TASK INSTRUCTIONS
Scale the lines from the one containing "Exercise. Identify every instance of the corrugated" through the end of the lines, inclusive. Write them out again, requests included, with every coordinate in the answers multiplied by 0.2 and rounded to the nearest whole number, halves rounded up.

(Pointing and labeling entries)
↓↓↓
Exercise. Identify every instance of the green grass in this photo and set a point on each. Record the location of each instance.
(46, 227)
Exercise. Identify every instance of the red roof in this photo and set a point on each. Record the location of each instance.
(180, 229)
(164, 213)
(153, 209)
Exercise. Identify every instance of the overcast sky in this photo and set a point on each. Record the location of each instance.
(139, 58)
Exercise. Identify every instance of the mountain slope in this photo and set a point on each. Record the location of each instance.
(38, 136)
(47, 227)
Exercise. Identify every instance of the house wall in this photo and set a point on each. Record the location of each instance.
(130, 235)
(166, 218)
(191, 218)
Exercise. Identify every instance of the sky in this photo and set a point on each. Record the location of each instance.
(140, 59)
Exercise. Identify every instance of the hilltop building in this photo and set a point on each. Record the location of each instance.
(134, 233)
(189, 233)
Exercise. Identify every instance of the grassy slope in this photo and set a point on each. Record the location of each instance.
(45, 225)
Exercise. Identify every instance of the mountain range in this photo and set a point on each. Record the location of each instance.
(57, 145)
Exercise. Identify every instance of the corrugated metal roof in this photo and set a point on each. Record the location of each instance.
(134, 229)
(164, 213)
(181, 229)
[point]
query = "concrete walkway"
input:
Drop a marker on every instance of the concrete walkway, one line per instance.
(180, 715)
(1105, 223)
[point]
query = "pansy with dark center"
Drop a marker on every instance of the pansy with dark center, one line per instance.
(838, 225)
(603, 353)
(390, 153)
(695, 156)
↑↑↑
THE RESULT
Exercise. Identify every instance of the corrugated metal roof in this photo and set a point on each. Record the location of each instance.
(27, 46)
(33, 43)
(36, 46)
[point]
query = "concrete walkway"
input:
Drop a marker on every instance of the concrete walkway, one line per instance.
(36, 143)
(221, 45)
[point]
query = "pansy with dark center"
Drop a marker on every instance of the pansy with dark center, one line per instance.
(168, 45)
(121, 71)
(78, 31)
(139, 31)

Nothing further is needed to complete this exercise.